| Passage |
↓↓↓
Unifor director Gavin McGarrigle, who represents about 400 drivers, said companies are “thumbing their nose” at the 14-point action plan devised to get cargo flowing again after drivers walked off the job for weeks.
“They have their wild west mentality and they just think that if there’s a loophole they’ll jump through it as quick as possible,” he told reporters after a nearly two-hour meeting with the federal and provincial transportation ministers.
“The trucking companies need to realize the days of game playing are over and its time to step up to the plate.”
Workers don’t want to withdraw services again, McGarrigle said, but noted members are still in a legal strike position.
Manny Dhillon, who represents about 1,200 members the United Truckers’ Association of B.C., said drivers have become increasingly frustrated over rates owed since early April.
“They’re pretty angry,” he said, arguing 12 of the action plan’s 14 points have not come to fruition. “It’s really getting hard to calm people down out there.”
The meeting was held two weeks after the representatives walked away from weekly two-hour talks that they contend were showing no progress, despite the March deal.
↑↑↑
| Data excerpt |
↓↓↓
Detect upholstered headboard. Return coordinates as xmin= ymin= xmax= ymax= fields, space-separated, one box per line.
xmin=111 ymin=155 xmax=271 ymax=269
↑↑↑
| Short task A |
Answer these from the trucking passage:
(i) About how many drivers does Gavin McGarrigle represent?
(ii) How long was the meeting with the federal and provincial transportation ministers?
(iii) According to Manny Dhillon, how many of the action plan's 14 points have not come to fruition?
| Short task B |
Please quote everything in the trucking passage from "Manny Dhillon, who" down to "the March deal.".

| Expected output A |
(i) About 400.
(ii) Nearly two hours.
(iii) 12.

| Expected output B |
Manny Dhillon, who represents about 1,200 members the United Truckers’ Association of B.C., said drivers have become increasingly frustrated over rates owed since early April.
“They’re pretty angry,” he said, arguing 12 of the action plan’s 14 points have not come to fruition. “It’s really getting hard to calm people down out there.”
The meeting was held two weeks after the representatives walked away from weekly two-hour talks that they contend were showing no progress, despite the March deal.